:: Record excerpts ::

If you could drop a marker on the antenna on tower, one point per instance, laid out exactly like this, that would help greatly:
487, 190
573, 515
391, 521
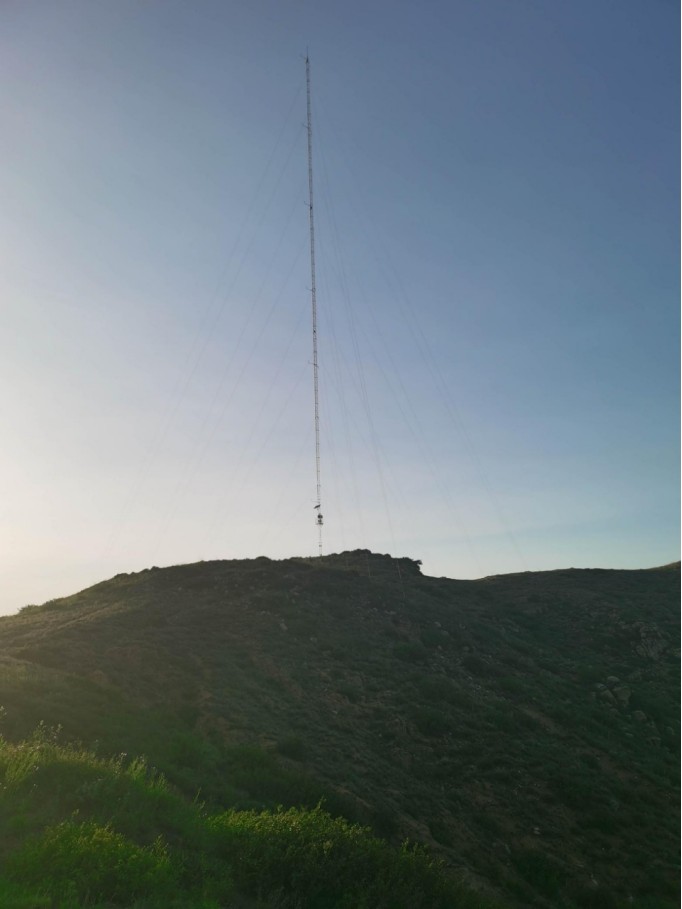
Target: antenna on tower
318, 507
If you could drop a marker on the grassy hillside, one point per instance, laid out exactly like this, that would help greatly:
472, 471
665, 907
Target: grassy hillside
524, 727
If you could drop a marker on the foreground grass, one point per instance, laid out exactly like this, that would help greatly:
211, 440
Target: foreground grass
81, 831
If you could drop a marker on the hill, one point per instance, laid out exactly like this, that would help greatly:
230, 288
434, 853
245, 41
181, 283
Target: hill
524, 727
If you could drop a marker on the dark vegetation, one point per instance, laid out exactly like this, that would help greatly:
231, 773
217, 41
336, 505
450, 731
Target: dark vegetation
524, 728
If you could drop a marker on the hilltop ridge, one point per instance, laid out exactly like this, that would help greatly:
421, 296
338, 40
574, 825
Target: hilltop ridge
524, 726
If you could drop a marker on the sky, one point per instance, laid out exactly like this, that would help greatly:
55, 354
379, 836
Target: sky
496, 189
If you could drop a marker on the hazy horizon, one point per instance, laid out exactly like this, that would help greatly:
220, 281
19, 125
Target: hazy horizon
497, 241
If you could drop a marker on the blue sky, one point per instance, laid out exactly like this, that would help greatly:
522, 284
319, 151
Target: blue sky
496, 202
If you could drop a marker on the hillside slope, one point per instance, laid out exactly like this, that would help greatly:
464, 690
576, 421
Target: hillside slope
524, 726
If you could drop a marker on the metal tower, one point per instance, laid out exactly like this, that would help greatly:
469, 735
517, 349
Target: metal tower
313, 295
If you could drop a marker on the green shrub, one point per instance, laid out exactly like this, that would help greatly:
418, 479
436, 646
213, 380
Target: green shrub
411, 652
297, 859
90, 861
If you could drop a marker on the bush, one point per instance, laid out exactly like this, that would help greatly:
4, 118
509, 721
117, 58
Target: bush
89, 861
310, 859
411, 652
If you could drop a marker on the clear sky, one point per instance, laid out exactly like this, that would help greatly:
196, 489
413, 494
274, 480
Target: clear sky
497, 226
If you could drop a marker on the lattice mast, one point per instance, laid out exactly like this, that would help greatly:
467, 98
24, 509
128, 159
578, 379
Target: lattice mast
313, 297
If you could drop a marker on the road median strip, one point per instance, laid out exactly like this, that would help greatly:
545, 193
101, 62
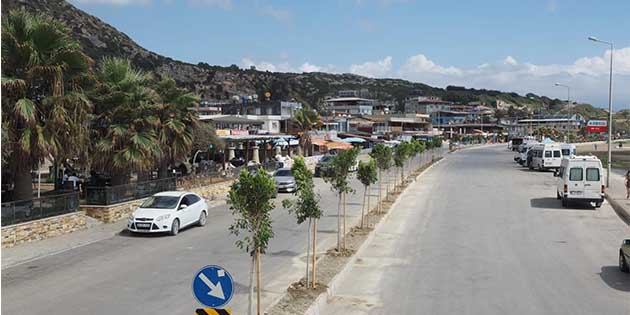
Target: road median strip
331, 265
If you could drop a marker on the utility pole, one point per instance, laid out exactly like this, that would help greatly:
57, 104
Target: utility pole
569, 124
612, 50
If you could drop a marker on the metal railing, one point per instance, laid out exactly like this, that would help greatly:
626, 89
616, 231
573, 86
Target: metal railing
109, 195
38, 208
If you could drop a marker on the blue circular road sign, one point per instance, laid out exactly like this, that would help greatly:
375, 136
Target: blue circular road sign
213, 286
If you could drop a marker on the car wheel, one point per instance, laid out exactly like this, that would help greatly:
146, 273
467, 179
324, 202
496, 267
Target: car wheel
203, 218
174, 227
623, 265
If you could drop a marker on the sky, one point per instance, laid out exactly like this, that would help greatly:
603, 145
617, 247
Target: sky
511, 45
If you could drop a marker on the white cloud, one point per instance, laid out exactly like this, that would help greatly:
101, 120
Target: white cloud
223, 4
552, 6
114, 2
282, 15
246, 63
379, 68
421, 64
587, 76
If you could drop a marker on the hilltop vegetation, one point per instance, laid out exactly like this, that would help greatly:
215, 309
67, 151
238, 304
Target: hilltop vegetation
99, 39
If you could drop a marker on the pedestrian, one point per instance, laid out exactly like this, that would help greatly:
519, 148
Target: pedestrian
74, 179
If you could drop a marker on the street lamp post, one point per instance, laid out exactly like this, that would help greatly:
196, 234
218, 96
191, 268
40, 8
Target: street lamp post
568, 108
612, 50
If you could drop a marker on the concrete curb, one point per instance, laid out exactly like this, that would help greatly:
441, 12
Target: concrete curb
619, 208
320, 302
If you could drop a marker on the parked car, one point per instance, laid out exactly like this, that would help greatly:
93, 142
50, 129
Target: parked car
580, 178
624, 256
323, 165
546, 156
285, 180
168, 211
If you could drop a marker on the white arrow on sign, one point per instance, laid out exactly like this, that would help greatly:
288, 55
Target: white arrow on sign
215, 290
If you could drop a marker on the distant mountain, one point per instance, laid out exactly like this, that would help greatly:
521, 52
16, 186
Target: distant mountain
100, 39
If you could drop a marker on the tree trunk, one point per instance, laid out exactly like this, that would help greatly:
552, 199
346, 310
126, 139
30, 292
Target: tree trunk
308, 251
163, 170
380, 190
369, 196
120, 179
344, 221
314, 251
258, 281
339, 224
23, 189
251, 285
363, 207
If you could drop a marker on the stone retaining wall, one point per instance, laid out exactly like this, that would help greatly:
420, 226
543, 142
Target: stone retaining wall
216, 191
113, 213
42, 229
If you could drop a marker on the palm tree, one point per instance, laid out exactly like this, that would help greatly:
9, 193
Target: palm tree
305, 119
126, 120
177, 124
44, 111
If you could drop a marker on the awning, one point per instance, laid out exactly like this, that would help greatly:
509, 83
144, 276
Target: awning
283, 143
328, 144
353, 140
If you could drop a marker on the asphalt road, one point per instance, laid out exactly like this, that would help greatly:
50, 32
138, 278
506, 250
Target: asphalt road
151, 274
480, 235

:::

→ **Assignment**
Retype the records verbatim, excluding each image they hold.

→ **Output below**
If you could drop a marker on the antenna on tower, one point per instance, laid out exactly like this, that would help greatly:
487, 190
573, 515
391, 521
Target: antenna on tower
318, 507
If you could drop a marker on the grassy hillside, one point per instance, laid out exactly like this, that would help greatly:
472, 471
665, 907
Target: grassy hillside
524, 727
If you could drop a marker on the foreground grass, one point per instance, laid out exactly like this, that would help greatly:
211, 440
Target: foreground grass
81, 831
If you could drop a marker on the hill, one point per instance, laid out exactly like this, that would help greatly:
230, 288
434, 853
245, 41
181, 283
Target: hill
524, 727
If you could drop a marker on the dark vegetation, one point per instance, laid out exactly like this, that would help greatly:
231, 773
217, 41
336, 505
450, 731
Target: dark vegetation
524, 728
If you could drop a marker on the hilltop ridge, one point per instance, laid out exactly like this, that would help greatly:
421, 296
338, 40
574, 825
Target: hilltop ridge
524, 726
If you could drop a marker on the sky, one point per instance, laid out exactly like this, that would help greatly:
55, 354
379, 836
Target: sky
496, 189
If you could drop a marker on the hazy horizon, one point per instance, laid out exactly like this, that would help greatly:
220, 281
19, 125
Target: hazy horizon
497, 241
If you could drop a marker on the blue sky, one point per instance, laid out exactly like this, that would help greatly:
522, 284
319, 151
Target: blue sky
496, 202
If you could drop a marker on the hillside slope, one point per instance, laid out exactly like this, that would help greatly:
464, 690
576, 421
Target: hillside slope
524, 726
If you could drop a marker on the metal tower, one point per instance, laid out exactly like this, that would help greatly:
469, 735
517, 349
Target: metal tower
313, 295
If you could drop a marker on the green shrub, one point per instance, laid out exactly like this, that would help greatly:
418, 479
436, 646
213, 380
Target: green shrub
411, 652
297, 859
90, 861
If you could drop a marker on the bush, one point per instance, laid out exactly like this, that would help greatly:
4, 118
509, 721
117, 58
Target: bush
89, 861
310, 859
411, 652
If you could drop a marker on the clear sky, one point per instance, laid out exactly like this, that would help greatly:
196, 489
413, 494
274, 480
Target: clear sky
497, 226
If you could drop a marker on the lattice mast, one point per instance, laid out exactly like this, that would help greatly:
467, 98
24, 509
128, 159
578, 379
Target: lattice mast
313, 297
If you could drop a marker on the road median strip, one point per instance, laid out exactly like this, that would help greatly:
545, 193
101, 62
Target: road median strip
331, 265
If you could drop a marker on the utility pole, one point per instance, laid out exactly like this, that would help greatly:
57, 104
Target: utility pole
569, 124
612, 50
If you could drop a marker on the metal railing, one point per instance, laid out exactly like this, that would help greatly:
626, 89
616, 231
573, 86
Target: metal railing
109, 195
38, 208
If you could drop a marker on the blue circular road sign, one point per instance, laid out exactly like this, that would help greatly:
375, 136
Target: blue circular road sign
213, 286
If you could drop a marker on the car wheel, one point per instance, laid out exactly like this, that would help greatly:
146, 273
467, 179
324, 202
496, 267
Target: car wheel
203, 218
174, 227
623, 265
If you could drop a marker on the sky, one point per instance, laid out exactly like this, that would help greatly:
603, 145
617, 247
Target: sky
511, 45
If you could drop a marker on the white cloud, one point per instance, laid out exactly like this, that would help greatly:
101, 120
Target: white cloud
223, 4
552, 6
114, 2
282, 15
246, 63
379, 68
421, 64
587, 76
If you could drop a marker on the hilltop vegetation, one point per instance, laid out exactly like this, that would help greatly:
215, 309
67, 151
238, 304
Target: hilltop vegetation
99, 39
If you could drop a marker on the pedestrian, one point per instance, laid out exactly like this, that would help greatly:
519, 148
Target: pedestrian
74, 179
If you could drop a marker on the street lamp post, one point per instance, laid out exactly like this, that would help greatly:
196, 234
218, 96
191, 268
40, 8
Target: street lamp post
568, 108
612, 50
If you could drop a marker on the concrete curb, one point per instance, laid out exactly like this, that would help greatly:
441, 12
Target: concrete curb
619, 208
320, 302
If you could drop a marker on the parked car, one point per instance, laid out exactly like this, that would help greatly:
93, 142
50, 129
Target: parked car
580, 178
624, 256
323, 165
546, 156
285, 180
168, 211
If you could drop a marker on the white arrow on sign, one point per instance, laid out exactly like this, that would help greatly:
288, 55
Target: white arrow on sign
215, 290
If you could drop a marker on the distant mountain, one point per instance, laid out exactly like this, that would help greatly:
521, 52
16, 186
Target: distant mountain
100, 39
If you could drop a marker on the tree trunk, one point per instance, laid out exactly like this, that would help greatly:
552, 199
346, 310
126, 139
30, 292
Target: tree trunk
308, 251
163, 170
380, 190
369, 196
120, 179
344, 221
314, 251
258, 281
339, 224
23, 189
251, 285
363, 207
If you could drop a marker on the stone retaining wall, one point per instance, laid out exactly like this, that would help greatly:
420, 226
543, 142
Target: stone retaining wall
216, 191
113, 213
42, 229
If you could drop a marker on the palm tree, one point per instance, laid out exactly like this, that would help greatly:
9, 193
Target: palm tree
305, 119
126, 120
177, 124
44, 111
If you could drop a marker on the awning, one point per instance, laid out exactly like this, that would help greatly:
509, 83
144, 276
Target: awning
283, 143
328, 144
353, 140
If you could drop a marker on the asphalt road, one point per instance, laid out exactly like this, that would help greatly:
50, 32
138, 278
506, 250
Target: asphalt road
151, 274
480, 235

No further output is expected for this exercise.